INPUT: Begin

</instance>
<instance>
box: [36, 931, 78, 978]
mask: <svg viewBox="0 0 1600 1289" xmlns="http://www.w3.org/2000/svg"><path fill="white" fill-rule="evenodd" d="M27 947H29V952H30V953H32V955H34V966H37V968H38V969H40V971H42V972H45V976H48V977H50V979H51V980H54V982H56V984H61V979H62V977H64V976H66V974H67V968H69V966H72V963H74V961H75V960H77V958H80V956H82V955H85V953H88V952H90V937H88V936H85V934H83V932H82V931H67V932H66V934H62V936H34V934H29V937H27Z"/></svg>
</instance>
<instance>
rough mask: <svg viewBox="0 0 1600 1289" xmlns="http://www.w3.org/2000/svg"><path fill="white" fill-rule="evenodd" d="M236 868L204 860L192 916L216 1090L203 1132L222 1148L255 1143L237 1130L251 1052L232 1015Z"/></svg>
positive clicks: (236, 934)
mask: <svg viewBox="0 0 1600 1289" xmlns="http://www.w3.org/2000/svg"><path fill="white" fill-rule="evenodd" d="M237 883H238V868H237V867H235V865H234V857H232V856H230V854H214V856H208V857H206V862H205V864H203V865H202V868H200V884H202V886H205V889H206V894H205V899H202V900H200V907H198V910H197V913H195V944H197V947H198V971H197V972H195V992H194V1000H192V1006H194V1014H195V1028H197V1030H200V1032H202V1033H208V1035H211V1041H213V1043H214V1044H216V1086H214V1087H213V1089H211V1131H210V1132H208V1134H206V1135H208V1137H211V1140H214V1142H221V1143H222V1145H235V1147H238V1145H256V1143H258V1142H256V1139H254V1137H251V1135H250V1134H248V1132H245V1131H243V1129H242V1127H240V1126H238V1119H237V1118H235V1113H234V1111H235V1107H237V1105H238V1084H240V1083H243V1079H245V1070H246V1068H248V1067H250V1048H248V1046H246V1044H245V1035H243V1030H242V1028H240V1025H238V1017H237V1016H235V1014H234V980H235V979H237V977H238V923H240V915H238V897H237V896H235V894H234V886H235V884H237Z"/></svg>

INPUT: End

EXERCISE ::
Retype the listing above, exactly and in full.

OUTPUT OF THE EXERCISE ::
</instance>
<instance>
box: [36, 931, 78, 978]
mask: <svg viewBox="0 0 1600 1289" xmlns="http://www.w3.org/2000/svg"><path fill="white" fill-rule="evenodd" d="M27 947H29V952H30V953H32V955H34V966H37V968H38V969H40V971H42V972H45V976H48V977H50V979H51V980H54V982H56V984H61V979H62V977H64V976H66V974H67V968H69V966H72V963H74V961H75V960H77V958H80V956H82V955H85V953H88V952H90V937H88V936H85V934H83V932H82V931H67V932H66V934H62V936H34V934H29V937H27Z"/></svg>
</instance>
<instance>
rough mask: <svg viewBox="0 0 1600 1289" xmlns="http://www.w3.org/2000/svg"><path fill="white" fill-rule="evenodd" d="M236 868L204 860L192 916L216 1090L203 1132L222 1148L255 1143L237 1130L251 1052L232 1015Z"/></svg>
positive clicks: (236, 934)
mask: <svg viewBox="0 0 1600 1289" xmlns="http://www.w3.org/2000/svg"><path fill="white" fill-rule="evenodd" d="M237 883H238V868H237V867H235V865H234V857H232V856H230V854H214V856H208V857H206V862H205V864H203V865H202V868H200V884H202V886H205V889H206V894H205V899H202V900H200V907H198V910H197V913H195V944H197V947H198V971H197V972H195V992H194V1000H192V1006H194V1014H195V1028H197V1030H200V1032H202V1033H208V1035H211V1041H213V1043H214V1044H216V1086H214V1087H213V1089H211V1131H210V1132H208V1134H206V1135H208V1137H211V1140H214V1142H221V1143H222V1145H235V1147H238V1145H256V1143H258V1142H256V1139H254V1137H251V1135H250V1134H248V1132H245V1131H243V1129H242V1127H240V1126H238V1119H237V1118H235V1113H234V1111H235V1107H237V1105H238V1084H240V1083H243V1079H245V1070H246V1068H248V1067H250V1048H248V1046H246V1044H245V1035H243V1030H242V1028H240V1025H238V1017H237V1016H235V1014H234V980H235V979H237V977H238V923H240V915H238V897H237V896H235V894H234V886H235V884H237Z"/></svg>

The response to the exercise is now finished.